[start]

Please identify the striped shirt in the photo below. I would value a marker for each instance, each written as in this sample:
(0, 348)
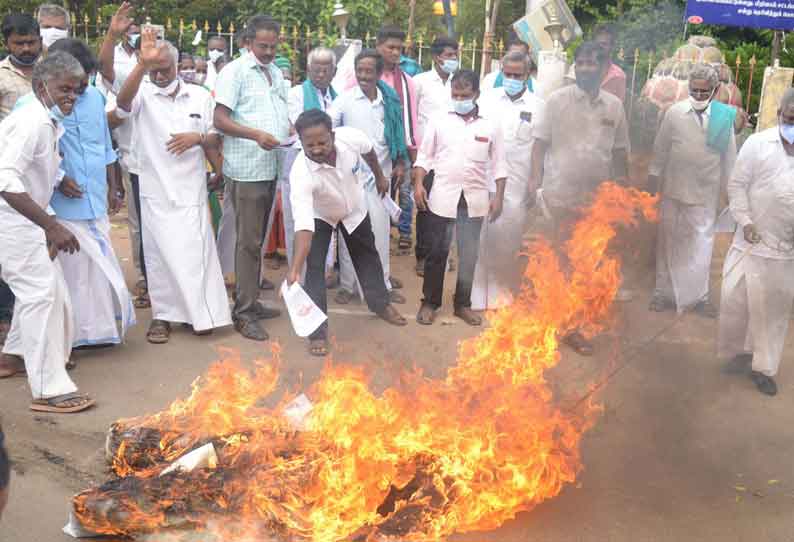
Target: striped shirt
(256, 103)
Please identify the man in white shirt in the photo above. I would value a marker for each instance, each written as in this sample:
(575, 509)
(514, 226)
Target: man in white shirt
(184, 275)
(498, 272)
(432, 97)
(40, 340)
(757, 285)
(327, 180)
(690, 165)
(366, 107)
(464, 147)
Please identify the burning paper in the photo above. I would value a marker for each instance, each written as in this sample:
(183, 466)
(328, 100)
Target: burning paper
(417, 462)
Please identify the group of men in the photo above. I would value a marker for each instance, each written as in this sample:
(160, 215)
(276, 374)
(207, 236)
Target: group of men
(474, 156)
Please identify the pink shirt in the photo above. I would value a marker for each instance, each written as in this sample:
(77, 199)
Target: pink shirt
(410, 119)
(462, 154)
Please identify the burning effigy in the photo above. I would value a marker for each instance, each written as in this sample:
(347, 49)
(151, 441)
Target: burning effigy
(416, 462)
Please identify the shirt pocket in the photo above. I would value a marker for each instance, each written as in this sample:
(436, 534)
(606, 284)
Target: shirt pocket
(478, 149)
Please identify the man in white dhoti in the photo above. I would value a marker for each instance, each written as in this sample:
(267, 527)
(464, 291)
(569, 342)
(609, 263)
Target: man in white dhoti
(102, 304)
(373, 107)
(498, 273)
(694, 153)
(758, 277)
(183, 272)
(40, 339)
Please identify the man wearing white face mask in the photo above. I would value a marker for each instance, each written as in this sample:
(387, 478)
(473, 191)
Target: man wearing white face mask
(694, 153)
(464, 146)
(498, 273)
(757, 288)
(54, 23)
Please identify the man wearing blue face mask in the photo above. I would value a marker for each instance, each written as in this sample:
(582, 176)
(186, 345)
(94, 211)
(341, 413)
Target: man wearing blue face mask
(432, 97)
(464, 146)
(694, 164)
(757, 289)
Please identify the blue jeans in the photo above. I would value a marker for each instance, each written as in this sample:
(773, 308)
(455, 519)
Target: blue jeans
(6, 302)
(407, 206)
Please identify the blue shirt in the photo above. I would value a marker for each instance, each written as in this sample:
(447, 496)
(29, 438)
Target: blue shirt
(87, 150)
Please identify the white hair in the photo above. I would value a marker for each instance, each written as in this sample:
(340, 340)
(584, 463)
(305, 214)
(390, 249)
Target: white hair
(52, 10)
(321, 53)
(705, 72)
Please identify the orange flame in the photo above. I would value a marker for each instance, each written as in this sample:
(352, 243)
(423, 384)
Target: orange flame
(420, 461)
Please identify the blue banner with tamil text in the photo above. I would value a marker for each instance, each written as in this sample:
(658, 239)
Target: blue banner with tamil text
(777, 14)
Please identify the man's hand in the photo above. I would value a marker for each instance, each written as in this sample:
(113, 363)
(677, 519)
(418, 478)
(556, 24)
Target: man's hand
(267, 141)
(179, 143)
(70, 188)
(121, 21)
(214, 182)
(60, 239)
(382, 184)
(420, 196)
(751, 234)
(495, 208)
(150, 51)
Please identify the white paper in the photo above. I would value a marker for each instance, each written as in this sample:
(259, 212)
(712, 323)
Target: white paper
(304, 314)
(391, 207)
(200, 458)
(297, 411)
(725, 222)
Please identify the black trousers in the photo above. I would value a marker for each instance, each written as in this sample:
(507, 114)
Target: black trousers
(422, 247)
(136, 200)
(440, 230)
(361, 244)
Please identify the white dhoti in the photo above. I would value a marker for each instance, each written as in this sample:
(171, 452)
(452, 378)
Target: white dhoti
(103, 310)
(498, 272)
(757, 296)
(683, 252)
(41, 329)
(184, 274)
(381, 229)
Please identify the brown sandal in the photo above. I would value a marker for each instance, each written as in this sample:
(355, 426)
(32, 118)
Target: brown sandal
(64, 404)
(159, 332)
(426, 315)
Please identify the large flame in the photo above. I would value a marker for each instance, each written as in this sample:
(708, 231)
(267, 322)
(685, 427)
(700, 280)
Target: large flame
(419, 461)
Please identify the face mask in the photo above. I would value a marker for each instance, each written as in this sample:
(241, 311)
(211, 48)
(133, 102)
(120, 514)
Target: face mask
(170, 89)
(513, 87)
(51, 35)
(27, 60)
(188, 75)
(463, 107)
(787, 131)
(588, 82)
(56, 113)
(450, 66)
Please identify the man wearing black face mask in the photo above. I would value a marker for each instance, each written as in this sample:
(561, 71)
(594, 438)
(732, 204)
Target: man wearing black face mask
(582, 137)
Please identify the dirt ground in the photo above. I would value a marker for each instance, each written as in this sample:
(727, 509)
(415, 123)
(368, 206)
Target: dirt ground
(681, 452)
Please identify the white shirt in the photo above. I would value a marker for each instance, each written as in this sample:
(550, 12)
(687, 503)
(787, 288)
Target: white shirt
(761, 192)
(29, 156)
(332, 194)
(352, 108)
(516, 117)
(463, 155)
(433, 96)
(295, 101)
(163, 175)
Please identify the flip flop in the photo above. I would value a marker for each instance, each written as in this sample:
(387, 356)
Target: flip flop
(426, 315)
(318, 348)
(468, 316)
(159, 332)
(72, 402)
(393, 317)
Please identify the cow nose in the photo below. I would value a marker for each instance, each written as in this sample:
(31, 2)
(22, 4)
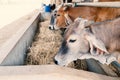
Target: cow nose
(55, 61)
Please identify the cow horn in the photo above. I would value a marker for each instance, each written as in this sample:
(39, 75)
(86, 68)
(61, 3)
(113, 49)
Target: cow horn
(95, 42)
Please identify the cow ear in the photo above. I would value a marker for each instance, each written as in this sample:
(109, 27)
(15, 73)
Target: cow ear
(65, 8)
(95, 42)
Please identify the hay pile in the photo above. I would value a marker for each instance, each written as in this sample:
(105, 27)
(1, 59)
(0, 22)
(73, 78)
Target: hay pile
(45, 45)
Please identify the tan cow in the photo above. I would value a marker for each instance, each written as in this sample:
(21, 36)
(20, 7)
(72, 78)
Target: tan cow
(82, 42)
(91, 13)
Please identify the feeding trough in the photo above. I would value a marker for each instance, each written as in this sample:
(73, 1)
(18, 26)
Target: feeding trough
(15, 46)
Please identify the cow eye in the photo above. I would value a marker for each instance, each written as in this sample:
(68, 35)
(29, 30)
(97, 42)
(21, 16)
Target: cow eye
(72, 40)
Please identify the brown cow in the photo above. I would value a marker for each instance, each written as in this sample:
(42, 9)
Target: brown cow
(80, 40)
(91, 13)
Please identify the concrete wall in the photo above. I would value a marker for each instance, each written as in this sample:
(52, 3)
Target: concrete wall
(13, 50)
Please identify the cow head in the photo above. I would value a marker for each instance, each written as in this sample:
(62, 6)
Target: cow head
(76, 42)
(60, 18)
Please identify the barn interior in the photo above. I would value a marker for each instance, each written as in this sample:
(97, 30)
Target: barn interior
(39, 45)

[end]

TASK TO CARRY OUT:
Rewrite only the lines from the one containing "Please identify the brown cow" through the last line, swapping "Target" for "Object" and leaving everything else unchanged.

RESULT OF THE TASK:
Please identify the brown cow in the photo above. I would value a marker for each instance, each written as in this sample:
(42, 9)
Object: brown cow
(80, 40)
(91, 13)
Please identify the concrete wall in the photo above. I would value a marker for each instance, each written as in this sample:
(52, 3)
Object: concrete wall
(13, 50)
Please identify the cow head in the photo above. I would value a marker for each instance, each written as in this sample:
(62, 6)
Object: cow head
(76, 42)
(60, 18)
Please identify the barn interior in the photo above. I would value a marker for each instance, each written as in this sample:
(97, 30)
Object: barn interior
(39, 45)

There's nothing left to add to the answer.